How many lines of the items below contain the word "clicks"? Reply with the number alone.

··· DATA FOR ANALYSIS

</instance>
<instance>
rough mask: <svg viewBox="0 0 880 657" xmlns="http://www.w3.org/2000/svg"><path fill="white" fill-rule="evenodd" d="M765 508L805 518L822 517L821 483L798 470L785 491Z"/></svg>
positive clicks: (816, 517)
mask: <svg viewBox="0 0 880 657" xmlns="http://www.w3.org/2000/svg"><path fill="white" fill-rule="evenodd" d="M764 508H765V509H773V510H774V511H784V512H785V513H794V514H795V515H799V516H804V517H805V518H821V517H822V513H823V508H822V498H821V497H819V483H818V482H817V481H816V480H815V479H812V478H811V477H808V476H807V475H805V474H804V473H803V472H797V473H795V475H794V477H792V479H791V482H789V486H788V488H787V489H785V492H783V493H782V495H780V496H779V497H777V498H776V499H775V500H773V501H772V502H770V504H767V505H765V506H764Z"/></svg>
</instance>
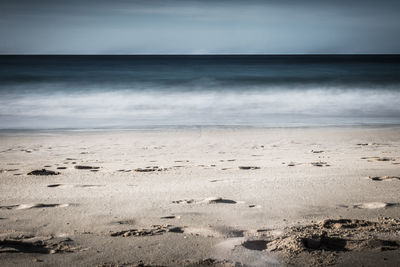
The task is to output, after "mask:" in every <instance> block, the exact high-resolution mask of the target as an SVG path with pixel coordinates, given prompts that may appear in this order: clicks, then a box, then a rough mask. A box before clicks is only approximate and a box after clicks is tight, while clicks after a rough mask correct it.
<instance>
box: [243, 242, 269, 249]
mask: <svg viewBox="0 0 400 267" xmlns="http://www.w3.org/2000/svg"><path fill="white" fill-rule="evenodd" d="M267 244H268V242H267V241H265V240H248V241H245V242H243V243H242V246H243V247H245V248H247V249H250V250H260V251H261V250H265V249H267Z"/></svg>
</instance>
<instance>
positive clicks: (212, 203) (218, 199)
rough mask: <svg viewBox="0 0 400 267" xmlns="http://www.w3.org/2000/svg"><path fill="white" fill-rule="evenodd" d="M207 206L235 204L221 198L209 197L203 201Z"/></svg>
mask: <svg viewBox="0 0 400 267" xmlns="http://www.w3.org/2000/svg"><path fill="white" fill-rule="evenodd" d="M203 202H204V203H207V204H236V203H237V202H236V201H234V200H231V199H224V198H221V197H209V198H206V199H204V200H203Z"/></svg>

······

### [REPLY]
3